Complete the following>
1. Using the article on the Core program exhibition, answer these:
(a) In which gallery are the works on view?
(b) Through what date will the exhibition be on view?
(c) Where did Jillian Conrad receive her MFA?
2. Supply the next part of the article on the Core program exhibition, picking up after its final sentence.

Source>
┄┄┄┄┄┄┄┄┄┄

HOUSTON, TX.- The
Museum of Fine Arts, Houston´s Core program awards residencies to highly motivated, emerging visual artists and art scholars. Overseen by the Core Program´s associate director, Mary Leclère, the Core fellows annually present an exhibition that showcases work made during that year´s residency. This year´s edition opens Friday, March 6, with approximately 15 works on view in the Laura Lee Blanton Gallery at the Glassell School of Art.
Each nine-month fellowship (renewable for a second year) gives the eight artists and three critical studies residents studio space or an office, a stipend, and access to the school and museum. These resources allow the fellows to further their artistic practice within a dynamic arts community guided by Glassell School of Art director Joseph Havel, and to engage in creative dialogue with each other and with a host of visiting artists and critics. Since the 1980s, Core fellows have added a vibrant presence within the Houston art scene through teaching, engaging in community projects, interacting with other artists, and sometimes making a permanent home here. The Core program has also established itself as an internationally regarded platform, and Core fellows have gone on to show at such prestigious, international venues as the Venice, Whitney, Istanbul, and Lyon biennials or to assume positions at prominent national art publications, amongst other achievements.
The 2009 Core Artists in Residence Exhibition features work by Natasha Bowdoin, Jillian Conrad, Lily Cox-Richard, Kara Hearn, Andres Janacua, Lauren Kelley, James Sham, and Sergio Torres-Torres. Core critical studies residents Jennifer King, Kurt Mueller, and Rose Oluronke Ojo contribute essays about aspects of their independent research to the Core 2009 Yearbook publication that accompanies the show. The exhibition will be on view through April 17, 2009.
Natasha Bowdoin (first-year resident) received her MFA from the Tyler School of Art, Philadelphia, PA, and her work has been featured in exhibitions at Extraspazio Gallery, Rome, Italy; Julie Chae Gallery, Boston, MA; the Cue Foundation, New York, NY; and the Philadelphia Art Alliance. In the 2009 Core Artists in Residence Exhibition, Bowdoin will include two large-scale works on paper exploring the idea of language and the act of transcription.
Jillian Conrad (first-year resident) received her MFA from the Rhode Island School of Design, Providence, and her work has been shown in exhibitions at Clough Hanson Gallery, Rhodes College, Memphis, TN; Bronx Museum, New York, NY; Real Art Ways, Hartford, CT; Aldrich Contemporary Art Museum, Ridgefield, CT; and the Bronx River Art Center, NY. Conrad´s work uses the physicality, imagery, and processes of geology to suggest how the external world we move through every day is connected to our internal, private lives. Works on view in the exhibition include magnified rocks and miniaturized mountains, made from materials such as foam, wood, paper, and felt.

┄┄┄┄┄┄┄┄┄┄

Stored data>
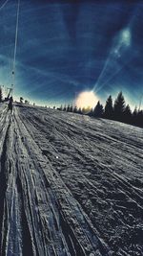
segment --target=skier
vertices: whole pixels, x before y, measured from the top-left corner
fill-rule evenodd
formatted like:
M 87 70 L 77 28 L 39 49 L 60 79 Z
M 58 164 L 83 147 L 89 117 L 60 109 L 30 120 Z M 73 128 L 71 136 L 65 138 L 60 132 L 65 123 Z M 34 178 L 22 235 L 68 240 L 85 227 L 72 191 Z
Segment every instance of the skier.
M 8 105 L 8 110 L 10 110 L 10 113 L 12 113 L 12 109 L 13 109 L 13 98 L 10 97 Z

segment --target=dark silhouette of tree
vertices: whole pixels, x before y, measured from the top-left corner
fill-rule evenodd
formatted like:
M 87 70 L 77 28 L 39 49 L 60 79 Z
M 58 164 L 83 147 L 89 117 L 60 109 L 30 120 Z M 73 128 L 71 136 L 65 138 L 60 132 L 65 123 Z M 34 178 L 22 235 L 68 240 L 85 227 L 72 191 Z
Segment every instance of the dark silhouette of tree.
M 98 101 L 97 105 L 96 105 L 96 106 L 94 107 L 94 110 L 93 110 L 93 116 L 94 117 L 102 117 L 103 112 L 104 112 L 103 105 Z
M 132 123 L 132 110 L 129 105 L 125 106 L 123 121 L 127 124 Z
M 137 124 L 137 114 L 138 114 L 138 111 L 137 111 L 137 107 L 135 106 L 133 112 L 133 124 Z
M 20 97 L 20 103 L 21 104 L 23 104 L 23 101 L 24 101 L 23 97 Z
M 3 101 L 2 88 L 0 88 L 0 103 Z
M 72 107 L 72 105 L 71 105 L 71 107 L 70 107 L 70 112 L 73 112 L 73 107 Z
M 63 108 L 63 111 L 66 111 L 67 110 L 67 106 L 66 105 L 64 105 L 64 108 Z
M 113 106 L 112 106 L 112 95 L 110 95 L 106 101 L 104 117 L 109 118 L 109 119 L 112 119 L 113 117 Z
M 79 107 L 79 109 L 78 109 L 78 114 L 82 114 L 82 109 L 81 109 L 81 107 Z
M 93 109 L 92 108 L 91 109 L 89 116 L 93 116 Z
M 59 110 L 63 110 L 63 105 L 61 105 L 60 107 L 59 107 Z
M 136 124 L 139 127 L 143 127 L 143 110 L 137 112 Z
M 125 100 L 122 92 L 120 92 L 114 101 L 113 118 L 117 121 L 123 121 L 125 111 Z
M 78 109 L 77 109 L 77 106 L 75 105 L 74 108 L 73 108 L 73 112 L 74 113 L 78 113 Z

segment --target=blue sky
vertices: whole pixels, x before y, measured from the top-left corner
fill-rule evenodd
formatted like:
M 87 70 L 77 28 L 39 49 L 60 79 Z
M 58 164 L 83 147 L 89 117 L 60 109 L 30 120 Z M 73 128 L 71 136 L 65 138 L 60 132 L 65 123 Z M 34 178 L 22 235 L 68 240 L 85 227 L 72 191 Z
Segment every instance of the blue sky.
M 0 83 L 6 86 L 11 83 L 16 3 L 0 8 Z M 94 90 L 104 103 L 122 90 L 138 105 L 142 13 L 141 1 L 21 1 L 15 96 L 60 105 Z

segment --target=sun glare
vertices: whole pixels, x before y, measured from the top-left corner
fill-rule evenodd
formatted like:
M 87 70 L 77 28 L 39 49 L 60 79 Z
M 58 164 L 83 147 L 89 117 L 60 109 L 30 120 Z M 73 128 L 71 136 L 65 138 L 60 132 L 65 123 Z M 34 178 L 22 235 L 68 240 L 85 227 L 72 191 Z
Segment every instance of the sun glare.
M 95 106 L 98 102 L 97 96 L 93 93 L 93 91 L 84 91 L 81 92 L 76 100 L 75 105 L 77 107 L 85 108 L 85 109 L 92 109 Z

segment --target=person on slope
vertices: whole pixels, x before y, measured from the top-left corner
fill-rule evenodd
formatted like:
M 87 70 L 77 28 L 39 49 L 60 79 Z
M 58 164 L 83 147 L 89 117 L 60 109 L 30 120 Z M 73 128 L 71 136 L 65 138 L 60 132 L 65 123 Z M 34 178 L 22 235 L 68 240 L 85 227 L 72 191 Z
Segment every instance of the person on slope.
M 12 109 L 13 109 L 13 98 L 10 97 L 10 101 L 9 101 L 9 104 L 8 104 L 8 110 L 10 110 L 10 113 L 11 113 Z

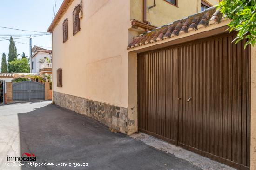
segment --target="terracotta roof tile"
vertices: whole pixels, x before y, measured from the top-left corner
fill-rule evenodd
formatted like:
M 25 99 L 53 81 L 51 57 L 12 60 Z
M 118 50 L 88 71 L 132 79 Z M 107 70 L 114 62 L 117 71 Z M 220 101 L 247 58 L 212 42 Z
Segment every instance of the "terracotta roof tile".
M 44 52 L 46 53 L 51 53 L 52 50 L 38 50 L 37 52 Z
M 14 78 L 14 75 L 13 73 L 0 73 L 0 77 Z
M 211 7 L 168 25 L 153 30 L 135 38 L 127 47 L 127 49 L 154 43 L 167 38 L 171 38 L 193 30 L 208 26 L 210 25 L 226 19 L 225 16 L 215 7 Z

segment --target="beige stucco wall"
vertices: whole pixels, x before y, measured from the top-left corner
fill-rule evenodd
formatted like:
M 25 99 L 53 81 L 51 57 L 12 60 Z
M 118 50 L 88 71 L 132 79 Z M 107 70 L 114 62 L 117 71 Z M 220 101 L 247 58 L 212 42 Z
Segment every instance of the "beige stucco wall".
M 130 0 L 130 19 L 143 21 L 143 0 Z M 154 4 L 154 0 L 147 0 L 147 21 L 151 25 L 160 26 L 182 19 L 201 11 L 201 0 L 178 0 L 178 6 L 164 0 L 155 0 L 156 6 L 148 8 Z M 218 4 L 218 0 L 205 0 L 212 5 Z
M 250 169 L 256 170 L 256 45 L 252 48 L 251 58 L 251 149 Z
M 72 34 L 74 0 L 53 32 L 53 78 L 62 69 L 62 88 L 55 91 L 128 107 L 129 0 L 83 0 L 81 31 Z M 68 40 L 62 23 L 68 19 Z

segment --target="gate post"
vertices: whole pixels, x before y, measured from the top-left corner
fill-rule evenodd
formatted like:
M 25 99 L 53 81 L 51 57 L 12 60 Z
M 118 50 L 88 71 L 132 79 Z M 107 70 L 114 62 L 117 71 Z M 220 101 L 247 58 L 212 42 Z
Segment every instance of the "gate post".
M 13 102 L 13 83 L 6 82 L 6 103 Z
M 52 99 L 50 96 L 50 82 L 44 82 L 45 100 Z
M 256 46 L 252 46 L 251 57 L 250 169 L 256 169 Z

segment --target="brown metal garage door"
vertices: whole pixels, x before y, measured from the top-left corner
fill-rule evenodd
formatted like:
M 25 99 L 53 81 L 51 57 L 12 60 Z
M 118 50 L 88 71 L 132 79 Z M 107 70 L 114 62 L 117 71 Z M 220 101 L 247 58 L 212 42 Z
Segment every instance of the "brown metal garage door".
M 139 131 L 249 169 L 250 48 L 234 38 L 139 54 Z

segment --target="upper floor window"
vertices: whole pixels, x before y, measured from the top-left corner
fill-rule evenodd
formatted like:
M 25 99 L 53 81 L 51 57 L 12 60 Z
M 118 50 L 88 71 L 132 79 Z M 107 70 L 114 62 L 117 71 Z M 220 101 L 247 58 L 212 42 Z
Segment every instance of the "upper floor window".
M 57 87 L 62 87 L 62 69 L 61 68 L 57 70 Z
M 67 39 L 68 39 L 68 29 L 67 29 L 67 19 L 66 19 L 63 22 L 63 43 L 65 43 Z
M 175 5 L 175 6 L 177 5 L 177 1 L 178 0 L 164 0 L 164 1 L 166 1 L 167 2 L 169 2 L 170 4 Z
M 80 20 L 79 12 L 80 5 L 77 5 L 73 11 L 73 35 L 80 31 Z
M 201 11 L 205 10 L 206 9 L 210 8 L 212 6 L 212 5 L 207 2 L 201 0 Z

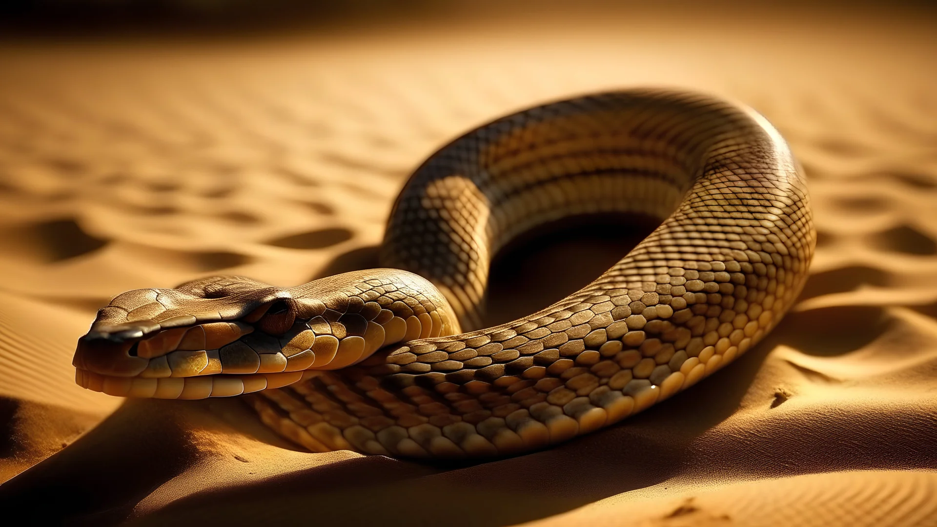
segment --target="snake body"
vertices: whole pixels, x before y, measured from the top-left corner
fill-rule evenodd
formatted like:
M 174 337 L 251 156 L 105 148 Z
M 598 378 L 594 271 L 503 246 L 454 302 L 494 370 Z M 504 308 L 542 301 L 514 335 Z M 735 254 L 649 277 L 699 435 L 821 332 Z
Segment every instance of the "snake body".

┄┄┄┄┄┄┄┄┄┄

Expected responses>
1.
(a) The Laura Lee Blanton Gallery at the Glassell School of Art.
(b) April 17, 2009.
(c) The Rhode Island School of Design, Providence.

2.
Lily Cox-Richard (first-year resident) received her MFA from Virginia Commonwealth University, Richmond, VA, and her work has been shown in solo and group exhibitions at Terminal, Richmond, VA; Civilian Art Projects, Washington, DC; the Soap Factory, Minneapolis, MN; Kompact Living Space, Berlin, Germany; and Area:Lugar de Proyectos, Caguas, Puerto Rico. Cox-Richard´s new body of work, Rapt, takes the form of shrouded obelisks but without the obelisks. Ghost-like and slightly clumsy, the remaining shrouds cover, reveal, and outlast the monuments they once draped.
Kara Hearn (second-year resident) received her MFA from the University of California, Berkeley, CA, and her work has been exhibited at DiverseWorks, Houston, TX; Dunn and Brown Contemporary, Dallas, TX; San Francisco Museum of Modern Art, San Francisco, CA; Luckman Gallery, Los Angeles, CA; UC Riverside California Museum of Photography, Riverside, CA; Berkeley Art Museum, Berkeley, CA; Laura Bartlett Gallery, London, England; Vertexlist, Brooklyn, NY; Yerba Buena Center for the Arts, San Francisco, CA; White Columns, New York City, NY; and San Francisco Arts Commission Gallery, San Francisco, CA. In this exhibition, Hearn will feature The Need for Grand Emotion, a half-hour experimental video based on actual and imagined dreams and nightmares that adults have had about being back in high school, investigating issues of existentialism, anxiety, and the search for and the creation of heroic dramas.
Andres Janacua (second-year resident) received his MFA from Claremont Graduate University, and his work has been exhibited at Schalter, Berlin, Germany; Peggy Phelps Gallery, Claremont, CA; and Galeria Perdida, Michoacan, Mexico. Janacua will exhibit three sculptural works in different forms, attempting to reconstitute history by examining the inevitable shifts throughout time and the inherent loss in meaning brought upon by these movements.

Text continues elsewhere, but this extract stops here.